▶ [ABOUT THIS TASK] Produce the full set of records below once more, exactly as they stand.

▶ [MATERIAL PROVIDED]
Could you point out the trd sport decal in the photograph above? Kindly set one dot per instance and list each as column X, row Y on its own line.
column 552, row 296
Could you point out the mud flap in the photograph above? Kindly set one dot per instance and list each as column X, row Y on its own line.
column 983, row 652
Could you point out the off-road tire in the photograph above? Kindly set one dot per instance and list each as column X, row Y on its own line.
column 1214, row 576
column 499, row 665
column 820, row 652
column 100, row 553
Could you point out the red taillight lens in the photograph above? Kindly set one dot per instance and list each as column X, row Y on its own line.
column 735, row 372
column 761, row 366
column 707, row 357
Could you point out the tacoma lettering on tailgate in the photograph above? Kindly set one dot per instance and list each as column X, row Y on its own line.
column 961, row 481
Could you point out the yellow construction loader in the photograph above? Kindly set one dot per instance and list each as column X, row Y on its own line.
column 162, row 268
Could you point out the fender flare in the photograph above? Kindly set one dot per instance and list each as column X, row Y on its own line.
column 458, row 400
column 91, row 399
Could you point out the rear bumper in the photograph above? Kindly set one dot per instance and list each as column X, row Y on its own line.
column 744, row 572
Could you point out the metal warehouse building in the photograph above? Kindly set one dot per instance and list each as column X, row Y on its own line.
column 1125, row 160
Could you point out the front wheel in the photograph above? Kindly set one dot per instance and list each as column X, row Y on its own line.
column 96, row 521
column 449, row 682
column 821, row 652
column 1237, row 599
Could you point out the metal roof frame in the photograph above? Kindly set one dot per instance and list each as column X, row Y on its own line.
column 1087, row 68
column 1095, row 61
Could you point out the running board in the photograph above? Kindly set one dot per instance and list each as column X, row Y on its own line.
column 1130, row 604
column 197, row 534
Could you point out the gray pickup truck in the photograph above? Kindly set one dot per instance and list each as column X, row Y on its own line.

▶ [SOLUTION FOR THIS PROBLEM]
Could you point out the trd sport decal in the photograph above? Kindly set one dot per instance and list each as column X, row Y on its own line.
column 552, row 296
Could you point out the mud flap in the photograph above? Kindly set one dot per instance and list each as column X, row Y on its own line.
column 983, row 652
Could you point out the off-road tire in the photograph above? Kindly set one dot per instance and list each as column X, row Y on its own line.
column 1214, row 576
column 499, row 665
column 820, row 652
column 100, row 553
Could you point out the red taillight lens in the photograph above? Kindly set one dot per instance and list each as column X, row Y on its own line.
column 735, row 372
column 761, row 366
column 707, row 357
Could you point out the tacoma lettering on tailgate in the photograph above? Kindly set one dot per instance and list each as column X, row Y on its own line.
column 961, row 481
Could you point out the yellow construction loader in the photograph above? Kindly set one dot per instance and list each as column X, row Y on its own line.
column 162, row 268
Could you point out the fender flare in the photograph above? Kindly set one dot per instance and list each as column X, row Y on its own line.
column 458, row 400
column 91, row 399
Could you point out the rear bumper in the photograph above? Kindly set one dot per instance and list each as column X, row Y on its own line.
column 744, row 572
Could you point out the metal warehouse building in the photograph above? Kindly set one dot per instance and list each as column X, row Y on its own line.
column 1125, row 160
Could you point out the front wheel in the photograph above? Kindly set one dot per instance and list each as column X, row Y on its own line.
column 96, row 521
column 449, row 682
column 821, row 652
column 1237, row 599
Could you point out the metal roof frame in the photograph above? Kindly set one dot per instance and list each as column X, row Y on its own line.
column 1087, row 68
column 1095, row 61
Could you point out the running board in the photograph above? Kindly set one dot per instance and list each as column X, row Y on its own line.
column 1130, row 604
column 197, row 534
Could you point out the gray pickup truck in the photograph above? Kindly set one dot per instance and list each as column X, row Y on its own line.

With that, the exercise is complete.